▸ WHAT YOU HAVE TO DO
Quote the passage below about the Los Angeles pet ordinance word for word, starting at "Los Angeles ordinance supporters" and ending after "to legal penalty.".

Resistance to change
The most tedious aspect of the new Los Angeles ordinance, however, is that L.A. was close to becoming able to go no-kill, and has now indefinitely postponed getting there.
The number of animals impounded and killed in Los Angeles is now a third of what it was in 1970, half of what it was in 1980, and comparable to what it was in 1990, even as L.A. human population and pet ownership have risen since 1970 by 29%.
Los Angeles ordinance supporters claimed that the L.A. shelter killing rate was 8% above the 1999 U.S. average. In truth it was in the lower third of all U.S. cities, at 14.4 animals killed per 1,000 human residents. San Francisco killed only 3.9 animals per 1,000 human residents, but the U.S. and California norms were circa 18 per 1,000.
This brings up the crux of what went wrong in Los Angeles, and is going wrong in other communities all over the world, wherever activists, animal control departments, and elected officials mistakenly believe that “irresponsible owners” are the cause of dog-and-cat overpopulation, and are vulnerable to legal penalty.
As a poll of 517 Los Angeles pet owners commissioned by Humane America in December 1999 affirmed, even finding an “irresponsible owner” is difficult. Humane America found, as pollsters usually do, that unaltered pets tend to belong to the people with the lowest incomes, who have the least access to services in their own language and part of town, and also have the least pet-keeping experience. Programs such as Spay L.A. 2000 help those pet owners. Punitive licensing and fines they can’t pay just make them harder to locate.

▸ DATA PROVIDED
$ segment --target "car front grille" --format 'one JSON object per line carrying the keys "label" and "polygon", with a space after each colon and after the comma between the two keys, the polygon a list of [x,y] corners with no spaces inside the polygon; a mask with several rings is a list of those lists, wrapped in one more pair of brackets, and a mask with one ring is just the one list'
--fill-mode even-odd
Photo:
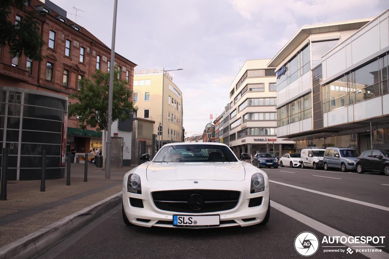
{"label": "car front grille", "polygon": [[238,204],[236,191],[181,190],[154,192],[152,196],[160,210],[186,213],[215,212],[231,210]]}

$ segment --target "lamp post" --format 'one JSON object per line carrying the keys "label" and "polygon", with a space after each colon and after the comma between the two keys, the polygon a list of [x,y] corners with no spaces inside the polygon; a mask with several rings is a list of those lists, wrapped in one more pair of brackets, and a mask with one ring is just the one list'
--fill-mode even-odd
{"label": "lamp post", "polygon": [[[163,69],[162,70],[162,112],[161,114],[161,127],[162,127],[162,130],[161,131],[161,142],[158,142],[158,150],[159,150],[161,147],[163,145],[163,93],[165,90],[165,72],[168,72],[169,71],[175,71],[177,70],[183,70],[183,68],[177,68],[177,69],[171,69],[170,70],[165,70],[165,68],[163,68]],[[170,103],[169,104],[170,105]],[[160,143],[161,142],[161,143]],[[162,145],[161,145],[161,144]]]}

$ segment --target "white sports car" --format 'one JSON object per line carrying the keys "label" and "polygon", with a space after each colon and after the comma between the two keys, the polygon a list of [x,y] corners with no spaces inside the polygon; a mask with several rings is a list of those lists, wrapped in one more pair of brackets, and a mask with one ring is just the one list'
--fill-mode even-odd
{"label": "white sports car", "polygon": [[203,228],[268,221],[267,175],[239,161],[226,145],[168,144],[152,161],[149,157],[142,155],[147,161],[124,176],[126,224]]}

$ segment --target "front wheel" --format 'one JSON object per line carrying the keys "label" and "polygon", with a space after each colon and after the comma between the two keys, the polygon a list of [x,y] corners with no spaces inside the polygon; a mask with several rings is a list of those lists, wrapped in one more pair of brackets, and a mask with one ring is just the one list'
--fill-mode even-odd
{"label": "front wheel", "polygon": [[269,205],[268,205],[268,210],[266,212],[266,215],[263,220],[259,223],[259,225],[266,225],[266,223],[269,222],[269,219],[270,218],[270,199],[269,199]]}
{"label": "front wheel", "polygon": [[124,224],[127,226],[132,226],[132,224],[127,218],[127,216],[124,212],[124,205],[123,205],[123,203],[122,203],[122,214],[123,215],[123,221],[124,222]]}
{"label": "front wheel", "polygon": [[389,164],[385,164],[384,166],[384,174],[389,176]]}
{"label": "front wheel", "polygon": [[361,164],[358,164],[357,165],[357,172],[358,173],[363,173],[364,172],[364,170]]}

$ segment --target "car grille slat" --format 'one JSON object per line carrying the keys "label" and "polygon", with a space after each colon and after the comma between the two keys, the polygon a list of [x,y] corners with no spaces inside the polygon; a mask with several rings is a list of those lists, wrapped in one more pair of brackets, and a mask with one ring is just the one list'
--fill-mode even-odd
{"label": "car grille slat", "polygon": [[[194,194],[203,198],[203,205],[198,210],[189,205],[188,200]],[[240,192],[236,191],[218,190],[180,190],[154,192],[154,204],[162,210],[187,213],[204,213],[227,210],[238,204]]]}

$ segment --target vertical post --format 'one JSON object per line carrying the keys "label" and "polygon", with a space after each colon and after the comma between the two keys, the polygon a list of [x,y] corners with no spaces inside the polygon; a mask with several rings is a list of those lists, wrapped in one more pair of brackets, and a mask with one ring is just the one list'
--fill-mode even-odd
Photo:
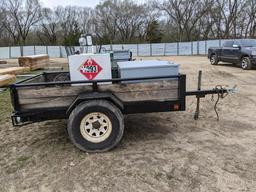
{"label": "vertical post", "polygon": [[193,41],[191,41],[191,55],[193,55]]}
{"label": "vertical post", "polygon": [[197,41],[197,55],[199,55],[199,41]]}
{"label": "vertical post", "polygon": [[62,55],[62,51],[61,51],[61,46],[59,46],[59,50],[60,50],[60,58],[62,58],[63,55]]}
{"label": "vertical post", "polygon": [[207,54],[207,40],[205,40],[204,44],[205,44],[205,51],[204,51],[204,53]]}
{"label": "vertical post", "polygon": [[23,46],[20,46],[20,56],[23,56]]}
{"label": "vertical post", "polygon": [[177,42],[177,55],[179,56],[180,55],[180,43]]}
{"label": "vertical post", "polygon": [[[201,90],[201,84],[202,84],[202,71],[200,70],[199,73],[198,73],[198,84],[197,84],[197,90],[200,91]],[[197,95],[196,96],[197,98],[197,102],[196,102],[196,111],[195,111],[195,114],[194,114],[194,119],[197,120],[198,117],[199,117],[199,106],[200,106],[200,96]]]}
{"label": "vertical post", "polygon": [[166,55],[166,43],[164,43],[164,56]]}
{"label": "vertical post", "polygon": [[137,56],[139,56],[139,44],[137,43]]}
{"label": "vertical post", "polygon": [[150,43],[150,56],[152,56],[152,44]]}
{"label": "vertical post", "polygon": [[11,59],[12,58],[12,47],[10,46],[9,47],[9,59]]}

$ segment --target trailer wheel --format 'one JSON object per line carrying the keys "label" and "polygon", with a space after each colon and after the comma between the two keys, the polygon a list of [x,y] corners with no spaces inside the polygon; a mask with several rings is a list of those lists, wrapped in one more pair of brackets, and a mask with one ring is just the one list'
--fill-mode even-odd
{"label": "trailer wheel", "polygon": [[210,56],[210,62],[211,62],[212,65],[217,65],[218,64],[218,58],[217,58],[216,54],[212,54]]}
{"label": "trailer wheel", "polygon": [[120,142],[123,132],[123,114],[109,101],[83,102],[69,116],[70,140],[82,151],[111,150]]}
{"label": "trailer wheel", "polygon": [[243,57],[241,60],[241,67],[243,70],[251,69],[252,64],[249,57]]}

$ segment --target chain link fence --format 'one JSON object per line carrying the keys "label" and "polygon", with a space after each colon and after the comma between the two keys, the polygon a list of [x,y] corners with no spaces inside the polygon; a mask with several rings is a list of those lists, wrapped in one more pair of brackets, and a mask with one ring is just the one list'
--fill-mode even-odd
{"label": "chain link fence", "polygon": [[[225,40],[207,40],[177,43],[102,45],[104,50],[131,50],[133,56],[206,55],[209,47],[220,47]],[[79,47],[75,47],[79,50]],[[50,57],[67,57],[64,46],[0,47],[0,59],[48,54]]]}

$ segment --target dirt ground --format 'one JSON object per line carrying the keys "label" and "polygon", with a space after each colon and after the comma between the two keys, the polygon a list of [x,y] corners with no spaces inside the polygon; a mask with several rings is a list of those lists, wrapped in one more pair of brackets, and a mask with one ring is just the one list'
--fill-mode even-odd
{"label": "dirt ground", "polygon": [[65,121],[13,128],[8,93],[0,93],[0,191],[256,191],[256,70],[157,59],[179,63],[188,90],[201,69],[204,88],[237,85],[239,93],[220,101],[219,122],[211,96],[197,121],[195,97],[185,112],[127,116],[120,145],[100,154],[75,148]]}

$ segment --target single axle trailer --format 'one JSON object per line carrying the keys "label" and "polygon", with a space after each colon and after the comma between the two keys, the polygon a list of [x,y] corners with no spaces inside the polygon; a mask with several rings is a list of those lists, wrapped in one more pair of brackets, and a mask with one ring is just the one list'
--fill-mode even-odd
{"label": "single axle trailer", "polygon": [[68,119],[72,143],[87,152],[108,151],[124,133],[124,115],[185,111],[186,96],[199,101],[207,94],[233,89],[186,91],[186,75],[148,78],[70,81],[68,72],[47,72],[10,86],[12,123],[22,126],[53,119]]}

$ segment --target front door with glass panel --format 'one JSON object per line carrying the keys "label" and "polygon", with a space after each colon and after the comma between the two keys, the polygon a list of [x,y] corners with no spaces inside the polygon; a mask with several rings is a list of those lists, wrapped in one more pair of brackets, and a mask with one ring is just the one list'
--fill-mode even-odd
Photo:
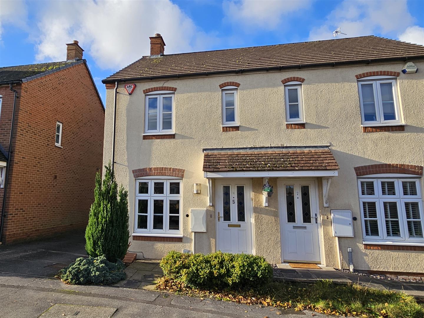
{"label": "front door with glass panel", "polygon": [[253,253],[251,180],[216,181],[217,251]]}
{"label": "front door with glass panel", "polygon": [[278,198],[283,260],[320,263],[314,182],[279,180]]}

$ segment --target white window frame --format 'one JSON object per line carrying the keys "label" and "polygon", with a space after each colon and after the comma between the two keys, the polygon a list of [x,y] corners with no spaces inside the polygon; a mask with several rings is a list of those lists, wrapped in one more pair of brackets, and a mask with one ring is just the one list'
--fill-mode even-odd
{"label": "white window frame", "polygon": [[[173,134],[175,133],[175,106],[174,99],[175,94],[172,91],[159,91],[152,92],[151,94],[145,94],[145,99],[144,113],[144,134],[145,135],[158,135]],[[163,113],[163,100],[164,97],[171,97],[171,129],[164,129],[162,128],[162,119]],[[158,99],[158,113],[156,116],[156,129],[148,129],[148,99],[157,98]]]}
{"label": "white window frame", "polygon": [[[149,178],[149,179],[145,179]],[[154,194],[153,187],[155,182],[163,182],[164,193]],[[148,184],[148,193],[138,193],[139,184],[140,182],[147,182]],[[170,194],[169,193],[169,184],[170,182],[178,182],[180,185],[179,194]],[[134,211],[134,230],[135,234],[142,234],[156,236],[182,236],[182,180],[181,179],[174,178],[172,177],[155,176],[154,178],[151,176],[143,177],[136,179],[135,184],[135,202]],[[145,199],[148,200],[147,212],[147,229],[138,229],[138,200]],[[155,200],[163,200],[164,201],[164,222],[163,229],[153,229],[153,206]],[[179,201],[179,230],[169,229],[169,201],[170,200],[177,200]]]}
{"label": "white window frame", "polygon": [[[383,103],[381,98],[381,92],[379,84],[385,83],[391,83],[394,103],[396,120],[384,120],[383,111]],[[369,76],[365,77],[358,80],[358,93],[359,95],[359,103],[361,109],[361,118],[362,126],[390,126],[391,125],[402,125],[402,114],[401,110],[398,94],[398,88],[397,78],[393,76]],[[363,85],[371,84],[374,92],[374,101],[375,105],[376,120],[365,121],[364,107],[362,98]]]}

▸ TASK SOLUTION
Los Angeles ordinance supporters claimed that the L.A. shelter killing rate was 8% above the 1999 U.S. average. In truth it was in the lower third of all U.S. cities, at 14.4 animals killed per 1,000 human residents. San Francisco killed only 3.9 animals per 1,000 human residents, but the U.S. and California norms were circa 18 per 1,000.
This brings up the crux of what went wrong in Los Angeles, and is going wrong in other communities all over the world, wherever activists, animal control departments, and elected officials mistakenly believe that “irresponsible owners” are the cause of dog-and-cat overpopulation, and are vulnerable to legal penalty.